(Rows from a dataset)
--------

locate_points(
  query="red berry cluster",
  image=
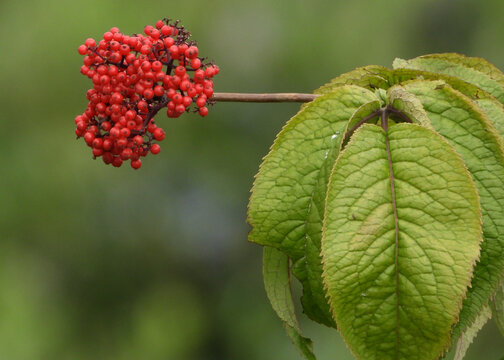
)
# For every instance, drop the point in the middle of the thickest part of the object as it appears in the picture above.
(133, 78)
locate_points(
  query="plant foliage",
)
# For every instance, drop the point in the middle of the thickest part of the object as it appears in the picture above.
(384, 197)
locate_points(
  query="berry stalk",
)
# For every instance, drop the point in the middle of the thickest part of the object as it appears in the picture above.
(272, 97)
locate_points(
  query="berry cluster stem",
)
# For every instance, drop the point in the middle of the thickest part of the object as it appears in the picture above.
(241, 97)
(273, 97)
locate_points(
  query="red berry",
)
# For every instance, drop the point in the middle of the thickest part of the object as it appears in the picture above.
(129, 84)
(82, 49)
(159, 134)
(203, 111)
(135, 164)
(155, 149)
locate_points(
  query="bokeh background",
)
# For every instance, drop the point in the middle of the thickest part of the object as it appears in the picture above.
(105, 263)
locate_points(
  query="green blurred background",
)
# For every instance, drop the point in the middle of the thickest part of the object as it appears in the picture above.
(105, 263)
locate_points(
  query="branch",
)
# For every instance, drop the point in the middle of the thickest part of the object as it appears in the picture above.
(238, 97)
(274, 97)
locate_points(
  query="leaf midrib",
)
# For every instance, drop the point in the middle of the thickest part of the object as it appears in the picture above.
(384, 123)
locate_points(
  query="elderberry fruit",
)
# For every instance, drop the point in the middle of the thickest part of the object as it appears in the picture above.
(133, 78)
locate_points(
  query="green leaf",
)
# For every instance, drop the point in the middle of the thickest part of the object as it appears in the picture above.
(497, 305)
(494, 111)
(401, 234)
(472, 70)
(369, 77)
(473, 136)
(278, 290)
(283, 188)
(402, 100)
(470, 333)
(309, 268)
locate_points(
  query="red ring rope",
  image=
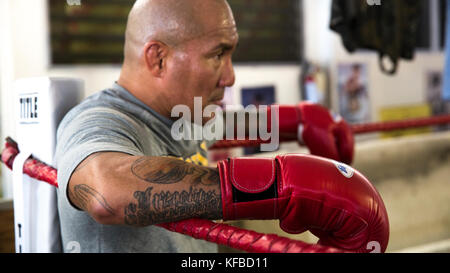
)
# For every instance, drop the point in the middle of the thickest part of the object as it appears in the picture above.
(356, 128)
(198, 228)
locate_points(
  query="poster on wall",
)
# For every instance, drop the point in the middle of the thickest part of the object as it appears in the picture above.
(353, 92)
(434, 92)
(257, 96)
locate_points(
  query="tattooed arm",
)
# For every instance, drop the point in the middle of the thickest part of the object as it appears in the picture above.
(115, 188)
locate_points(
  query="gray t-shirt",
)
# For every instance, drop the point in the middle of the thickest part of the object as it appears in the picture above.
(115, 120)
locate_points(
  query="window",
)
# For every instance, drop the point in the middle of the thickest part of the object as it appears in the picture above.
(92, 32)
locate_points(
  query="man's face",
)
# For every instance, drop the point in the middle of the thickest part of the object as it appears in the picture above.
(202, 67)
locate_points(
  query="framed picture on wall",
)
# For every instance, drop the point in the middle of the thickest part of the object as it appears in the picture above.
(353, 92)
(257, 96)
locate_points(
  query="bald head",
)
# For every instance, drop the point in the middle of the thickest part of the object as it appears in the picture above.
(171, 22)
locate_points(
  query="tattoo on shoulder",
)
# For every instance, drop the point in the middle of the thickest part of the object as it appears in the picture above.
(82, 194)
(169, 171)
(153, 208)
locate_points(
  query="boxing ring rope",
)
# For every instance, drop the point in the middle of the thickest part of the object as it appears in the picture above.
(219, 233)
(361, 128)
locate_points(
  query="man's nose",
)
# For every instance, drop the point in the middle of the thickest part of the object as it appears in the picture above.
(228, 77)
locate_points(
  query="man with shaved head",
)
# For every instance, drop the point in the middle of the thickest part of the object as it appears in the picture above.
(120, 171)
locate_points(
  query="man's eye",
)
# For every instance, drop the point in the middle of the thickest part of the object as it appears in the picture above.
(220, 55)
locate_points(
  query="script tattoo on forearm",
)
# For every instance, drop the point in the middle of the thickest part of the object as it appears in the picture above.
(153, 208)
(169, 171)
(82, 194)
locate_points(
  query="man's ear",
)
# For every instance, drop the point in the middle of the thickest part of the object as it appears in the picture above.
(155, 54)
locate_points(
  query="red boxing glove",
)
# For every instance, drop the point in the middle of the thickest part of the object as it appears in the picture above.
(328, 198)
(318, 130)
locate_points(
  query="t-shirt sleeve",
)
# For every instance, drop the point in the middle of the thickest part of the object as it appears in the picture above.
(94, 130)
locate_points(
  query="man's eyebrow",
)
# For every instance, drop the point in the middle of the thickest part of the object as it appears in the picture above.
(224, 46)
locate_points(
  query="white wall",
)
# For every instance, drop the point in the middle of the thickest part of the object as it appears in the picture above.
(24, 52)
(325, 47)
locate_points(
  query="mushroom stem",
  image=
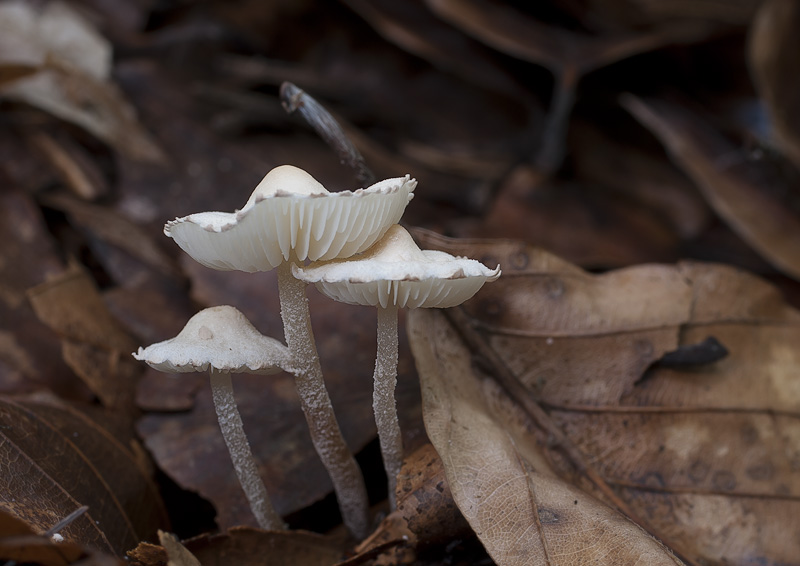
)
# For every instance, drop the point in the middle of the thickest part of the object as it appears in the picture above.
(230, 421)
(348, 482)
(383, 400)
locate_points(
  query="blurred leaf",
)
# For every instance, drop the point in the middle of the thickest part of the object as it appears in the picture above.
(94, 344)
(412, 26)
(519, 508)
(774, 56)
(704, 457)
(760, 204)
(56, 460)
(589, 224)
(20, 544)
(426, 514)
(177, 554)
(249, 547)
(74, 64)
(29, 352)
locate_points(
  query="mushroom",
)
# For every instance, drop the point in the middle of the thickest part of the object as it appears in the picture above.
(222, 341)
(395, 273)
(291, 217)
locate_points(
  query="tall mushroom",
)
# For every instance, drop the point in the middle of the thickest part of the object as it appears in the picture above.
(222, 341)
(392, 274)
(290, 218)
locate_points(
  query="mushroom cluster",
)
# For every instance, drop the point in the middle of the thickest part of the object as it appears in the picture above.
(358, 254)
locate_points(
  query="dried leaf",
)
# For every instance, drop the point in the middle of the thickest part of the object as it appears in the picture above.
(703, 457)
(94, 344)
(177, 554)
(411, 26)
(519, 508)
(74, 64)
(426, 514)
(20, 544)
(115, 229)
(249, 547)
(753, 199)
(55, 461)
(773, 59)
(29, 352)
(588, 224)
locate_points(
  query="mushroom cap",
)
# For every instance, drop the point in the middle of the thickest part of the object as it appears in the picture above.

--------

» Brief
Print all of the entries word for word. Skip any images they contain.

» Solved exercise
locate_points(
  query="red berry cluster",
  image=
)
# For every instance, drop the point in the middle of the thickest part of the object as it appears in the picture above.
(133, 78)
locate_points(
  query="plant foliage",
)
# For every instance, drop the point in the middle of the thickest part of the object as it appears in the picture above.
(384, 197)
locate_points(
  query="berry stalk",
)
# For every instance, drop the point in the middle of the thickest part of the object as it appears in the picture above.
(272, 97)
locate_points(
  query="berry cluster stem",
)
# For every instance, drop the point in the middle of the thickest part of the object as it appears in the picture above.
(241, 97)
(273, 97)
locate_points(
  query="red berry",
)
# For every instance, drop the point in the middle of the thickest part of the object as it appears in the picture above.
(129, 84)
(82, 49)
(159, 134)
(203, 111)
(135, 164)
(155, 149)
locate_points(
  query="bokeh background",
)
# For every instance, drop the point in the middle of the thickest part of the object as it appears in the picture above.
(105, 263)
locate_points(
  query="green blurred background",
)
# For every instance, drop the point in the middle of the thickest part of the object as it appears in the picture above.
(105, 263)
locate_points(
  query="branch",
)
# For every instance, drop the point in the middle of the thickest part of the object as it appears in the picture above.
(238, 97)
(274, 97)
locate_points(
  query="leaf midrib",
)
# For every instance, drop the point in the middle of the thickest part of the object as it appears in the picture above.
(384, 123)
locate_points(
  query="elderberry fruit",
)
# For every instance, drop the point in the middle of the thickest part of the object as it appears in the picture above.
(133, 78)
locate_points(
  query="green leaf",
)
# For every instance, drop the point in the middle of the thickest part of the object as it appears in the picture above.
(497, 305)
(494, 111)
(401, 234)
(472, 70)
(369, 77)
(473, 136)
(278, 290)
(283, 188)
(402, 100)
(470, 333)
(309, 268)
locate_points(
  query="red ring rope",
  image=
)
# For every instance, drop the point in the middle of the thickest part of the object as it appears in the picture above.
(356, 128)
(198, 228)
locate_points(
  query="poster on wall",
)
# For every instance, drop the point in the middle of the thickest part of the object as it appears in the picture above.
(353, 92)
(434, 92)
(257, 96)
locate_points(
  query="tattooed arm",
)
# For every instance, drop the point in the middle of the thickest part of the object as it appears in the picture above.
(115, 188)
locate_points(
  query="gray t-shirt",
)
# For every instance, drop the point in the middle of the thickest part of the object as it appears in the picture above.
(115, 120)
locate_points(
  query="window",
)
# For every instance, drop the point in the middle of the thickest part of the object as it appears in the picture above.
(92, 32)
locate_points(
  query="man's face",
)
# For every instance, drop the point in the middle of the thickest part of the object as it appears in the picture above.
(202, 67)
locate_points(
  query="framed picture on wall",
)
# For every instance, drop the point in the middle of the thickest part of the object as it appears in the picture above.
(353, 92)
(257, 96)
locate_points(
  query="bald head",
)
# For every instance, drop the point in the middle of the thickest part of the object as it appears in the picture above.
(171, 22)
locate_points(
  query="tattoo on shoulder",
)
# For every instance, drop the point in the middle of the thickest part of the object as it appears in the picture above.
(82, 194)
(169, 171)
(153, 208)
locate_points(
  query="boxing ring rope",
)
# For every instance, drop the point in the middle of the thickest part of the object as it appears in the picture above.
(219, 233)
(361, 128)
locate_points(
  query="man's nose",
)
# For every instance, drop the point in the middle of the thickest part of the object as it appears in the picture above.
(228, 77)
locate_points(
  query="man with shaved head",
)
# For every instance, drop the point in the middle of the thickest part of the object as it appears in the picture above.
(120, 171)
locate_points(
  query="man's eye",
)
# For every instance, drop the point in the middle of the thickest part of the object as it appears in the picture above.
(220, 55)
locate_points(
  query="script tattoo on forearm",
)
# For every instance, drop the point in the middle of the thickest part of the object as it appears in the picture above.
(153, 208)
(169, 171)
(82, 194)
locate_points(
  query="man's ear",
)
# For every instance, drop the point in the middle of the thickest part of the object as it appears in the picture above.
(155, 54)
locate_points(
  query="red boxing glove",
)
# For every instance, drop the point in the middle of the thickest part of the object as it appears in the picture above.
(328, 198)
(318, 130)
locate_points(
  query="t-shirt sleeve",
)
# For every instance, drop the point in the middle of the thickest part of the object as it appears in the picture above.
(94, 130)
locate_points(
  query="man's eyebrow",
)
# For every instance, drop the point in the middle of the thickest part of the object as it appears in the picture above.
(224, 46)
locate_points(
  query="white wall",
)
# For every instance, drop the point in the middle of the thickest part of the object as it appears in the picture above.
(24, 52)
(325, 47)
locate_points(
  query="mushroom stem",
  image=
)
# For every instance, drop the point in the middle of the thickest part of the object as it appears in the picture above.
(230, 421)
(348, 482)
(383, 400)
locate_points(
  query="blurred leaf",
)
# For every instance, drop the point in the middle of the thickest part of the object as it appears in the picture above.
(94, 344)
(412, 26)
(519, 508)
(774, 56)
(704, 457)
(760, 204)
(56, 460)
(589, 224)
(20, 544)
(426, 514)
(177, 554)
(249, 547)
(74, 64)
(29, 352)
locate_points(
  query="mushroom",
)
# For every instance, drop the point in the middle of the thickest part of the object as it appears in the picture above.
(222, 341)
(395, 273)
(291, 217)
locate_points(
  query="tall mushroom",
)
# For every instance, drop the point in the middle of the thickest part of the object as it appears in the picture above.
(222, 341)
(392, 274)
(290, 218)
locate_points(
  query="mushroom cluster",
)
# For every instance, drop the point in the middle of the thickest part of the object as it appears in the picture above.
(358, 254)
locate_points(
  query="dried leaf",
)
# For every instance, drop the point in the middle of the thickest part of the object as it appears in the picture above.
(703, 457)
(94, 344)
(177, 554)
(411, 26)
(519, 508)
(74, 64)
(426, 514)
(20, 544)
(115, 229)
(249, 547)
(753, 199)
(55, 461)
(773, 59)
(29, 352)
(588, 224)
locate_points(
  query="mushroom cap",
)
# For every instance, drop the point in the middle of the thickest part of the object as it appears in the picture above.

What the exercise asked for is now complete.